### Request 1:
Please rewrite the labeling entries that follow the graph serialization text, replacing "windshield" with "windscreen" and changing nothing else. Leave the pictures out of your version.

### Page text:
Supported Serialization Methods

Method	Reversible	Deterministic	Applicable to
Freq-Guided Eulerian (Feuler)	✅	✅	Any labeled graph
Freq-Guided CPP (FCPP)	✅	✅	Any labeled graph
Eulerian circuit	✅	❌	Any labeled graph
Chinese Postman (CPP)	✅	❌	Any labeled graph
Canonical SMILES	✅	✅	Molecular graphs only
DFS / BFS / Topo	❌	❌	Any graph

The default method is Feuler (Frequency-Guided Eulerian circuit), which provides both reversibility and determinism with O(|E|) time complexity.

Project Structure

GraphTokenizer/
├── prepare_data_new.py         # Data preprocessing: serialization + BPE training + vocab
├── run_pretrain.py             # Pre-training entry point (MLM)
├── run_finetune.py             # Fine-tuning entry point (regression/classification)

### Provided material:
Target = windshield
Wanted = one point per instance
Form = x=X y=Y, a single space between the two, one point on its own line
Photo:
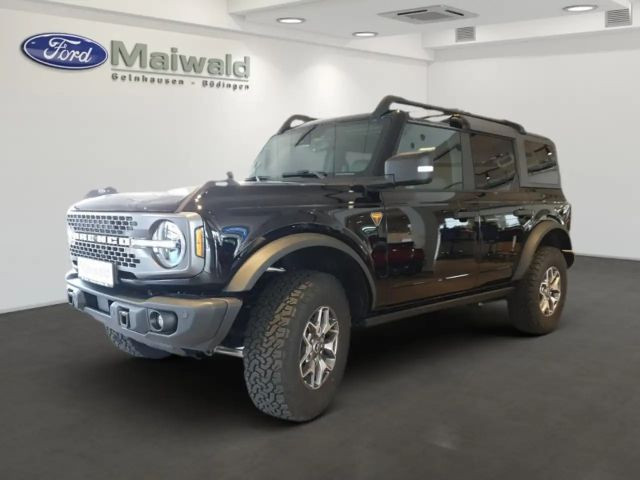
x=320 y=150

### Request 2:
In the text on serialization methods, what time complexity does the default method have?

### Written solution 1:
Target = windscreen
Wanted = one point per instance
Form = x=X y=Y, a single space between the two, one point on its own line
Photo:
x=320 y=150

### Written solution 2:
O(|E|)